= EXERCÍCIO 1 =
Por favor, reproduza sem nenhuma alteração estas linhas dos registros: comece na linha que contém "[mark] the upper" e siga até o fim dos registros, incluindo as duas extremidades.

= TRECHO DO TEXTO =

■ ■ ■ ■

O criativo ambulante abre essa crônica porque, a meu ver, ele muito bem representa o espírito alegre que encontrei na capital sergipana. Tinha vindo passar o Ano Novo de 86 para 87 com minha amiga de infância, a arquiteta Sheila Trope. Apaixonei-me pela cidade e por aquele que, apenas seis meses depois, viria a ser meu marido, já na qualidade de pai da minha primogênita. Casei-me aos cinco meses de gestação, o que, longe de me envergonhar, só me trouxe alegrias.
Em Aracaju, numa casa que alugamos na Rua M, no Conjunto Olímpio Campos, no então desvalorizado bairro da Atalaia, tido como distante, minha filha recém-nascida era embalada por uma mãe sem emprego. Eu já chegara ao novo endereço gestante e, na perspectiva do mundo real, ninguém ia me contratar nessa circunstância. Junto ao meu primeiro marido, carioca e professor da rede pública, a luta para pagar as contas era grande e contínua. Mas nada disso me abalava de fato. Bastava colocar os pés na praia, mergulhar naquela água tépida, que os problemas se desvaneciam.
Depois, acabado o casamento e mantida a amizade – até hoje –, foi uma época de farras. Digo que, entre maridos, “fui para o mercado”. Com minha amiga então professora Célia Cunha, vivi o que chamávamos de “Segunda sem Lei”. Nesse dia da semana, íamos tomar umas cervejas e falar da vida, filosoficamente. Às quartas, o destino era o Gosto Gostoso, onde infalivelmente o ótimo Pantera abria seu show interpretando ‘Corsário’, de João Bosco. Teve também muita festa no bar do “Jaime da Line” onde, lá pelas tantas, eu cantava ‘Face a Face’, pagando um King-Kong diante da inevitável comparação com ninguém menos que Simone.
Em 1992, numa relação de dois dias – você não leu errado -, eu me casaria com meu segundo e até hoje marido, o compositor, artesão e publicitário Xambu. Aracaju me deu de presente dois ótimos cariocas, um grande amigo e um maluco-beleza que me aquece o coração e a alma. A relação que muitos encararam como “maluquice” – e eu entendo – completou 30 anos em fevereiro passado.

■ ■ ■ ■

= EXERCÍCIO 2 =
Responda com base na crônica sobre Aracaju:
(a) Com quem foi passado o Ano Novo de 86 para 87?
(b) Em que bairro ficava a casa alugada na Rua M?
(c) Que canção o Pantera interpretava na abertura do show no Gosto Gostoso?

■ ■ ■ ■

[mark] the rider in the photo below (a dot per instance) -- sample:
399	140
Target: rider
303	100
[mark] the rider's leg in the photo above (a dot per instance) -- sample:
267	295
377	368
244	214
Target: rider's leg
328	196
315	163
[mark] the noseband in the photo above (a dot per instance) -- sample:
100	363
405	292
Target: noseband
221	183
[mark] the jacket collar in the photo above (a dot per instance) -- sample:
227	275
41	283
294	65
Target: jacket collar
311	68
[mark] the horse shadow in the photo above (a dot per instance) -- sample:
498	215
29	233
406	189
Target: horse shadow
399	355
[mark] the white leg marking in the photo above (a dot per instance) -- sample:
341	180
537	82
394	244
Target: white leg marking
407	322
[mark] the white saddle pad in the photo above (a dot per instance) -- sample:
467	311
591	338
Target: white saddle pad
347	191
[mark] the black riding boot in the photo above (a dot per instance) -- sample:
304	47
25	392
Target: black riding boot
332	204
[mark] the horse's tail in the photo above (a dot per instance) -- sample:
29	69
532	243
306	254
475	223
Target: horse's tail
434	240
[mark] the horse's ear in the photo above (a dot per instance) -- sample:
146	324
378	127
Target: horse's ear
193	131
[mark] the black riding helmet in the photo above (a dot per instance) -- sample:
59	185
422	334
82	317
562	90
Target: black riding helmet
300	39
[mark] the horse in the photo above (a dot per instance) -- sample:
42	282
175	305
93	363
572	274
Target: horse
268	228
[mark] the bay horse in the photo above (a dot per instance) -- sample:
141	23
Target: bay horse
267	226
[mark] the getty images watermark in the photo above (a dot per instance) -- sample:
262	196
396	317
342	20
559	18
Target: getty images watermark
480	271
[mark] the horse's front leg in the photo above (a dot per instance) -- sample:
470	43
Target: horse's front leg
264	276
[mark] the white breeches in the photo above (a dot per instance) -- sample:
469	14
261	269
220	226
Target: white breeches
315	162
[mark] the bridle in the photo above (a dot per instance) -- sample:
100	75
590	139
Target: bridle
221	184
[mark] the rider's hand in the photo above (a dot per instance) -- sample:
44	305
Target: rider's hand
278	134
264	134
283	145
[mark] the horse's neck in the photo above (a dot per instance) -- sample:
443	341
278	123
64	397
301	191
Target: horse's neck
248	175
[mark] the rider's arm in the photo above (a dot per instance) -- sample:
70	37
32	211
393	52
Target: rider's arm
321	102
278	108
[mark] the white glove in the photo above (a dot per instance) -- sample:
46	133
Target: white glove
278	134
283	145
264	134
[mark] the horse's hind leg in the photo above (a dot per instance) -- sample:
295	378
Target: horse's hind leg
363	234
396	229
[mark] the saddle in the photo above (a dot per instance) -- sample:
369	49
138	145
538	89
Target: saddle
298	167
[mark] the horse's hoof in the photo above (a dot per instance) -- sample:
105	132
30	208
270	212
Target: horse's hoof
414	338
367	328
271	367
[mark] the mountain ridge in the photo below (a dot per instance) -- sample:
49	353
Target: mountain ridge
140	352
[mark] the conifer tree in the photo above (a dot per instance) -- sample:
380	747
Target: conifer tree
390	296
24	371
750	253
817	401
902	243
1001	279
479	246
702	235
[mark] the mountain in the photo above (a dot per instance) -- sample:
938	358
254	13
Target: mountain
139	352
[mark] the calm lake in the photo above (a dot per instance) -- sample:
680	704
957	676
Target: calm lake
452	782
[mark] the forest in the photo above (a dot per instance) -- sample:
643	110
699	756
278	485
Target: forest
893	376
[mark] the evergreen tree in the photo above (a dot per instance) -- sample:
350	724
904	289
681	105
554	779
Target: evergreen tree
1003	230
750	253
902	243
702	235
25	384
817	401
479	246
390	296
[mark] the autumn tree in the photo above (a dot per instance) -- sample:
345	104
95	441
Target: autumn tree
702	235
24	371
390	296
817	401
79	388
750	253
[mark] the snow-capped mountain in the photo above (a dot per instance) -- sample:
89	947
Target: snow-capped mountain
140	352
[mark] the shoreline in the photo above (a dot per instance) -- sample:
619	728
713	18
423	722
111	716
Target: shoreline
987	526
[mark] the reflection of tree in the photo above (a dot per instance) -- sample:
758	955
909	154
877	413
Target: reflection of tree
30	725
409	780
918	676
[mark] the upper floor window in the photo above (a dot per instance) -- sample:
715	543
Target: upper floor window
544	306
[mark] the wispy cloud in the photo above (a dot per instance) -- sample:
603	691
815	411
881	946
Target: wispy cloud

■ ■ ■ ■

= RESPOSTA COMENTADA 1 =
[mark] the upper floor window in the photo above (a dot per instance) -- sample:
715	543
Target: upper floor window
544	306
[mark] the wispy cloud in the photo above (a dot per instance) -- sample:
603	691
815	411
881	946
Target: wispy cloud

= RESPOSTA COMENTADA 2 =
(a) Com a amiga de infância Sheila Trope, arquiteta.
(b) No bairro da Atalaia.
(c) ‘Corsário’, de João Bosco.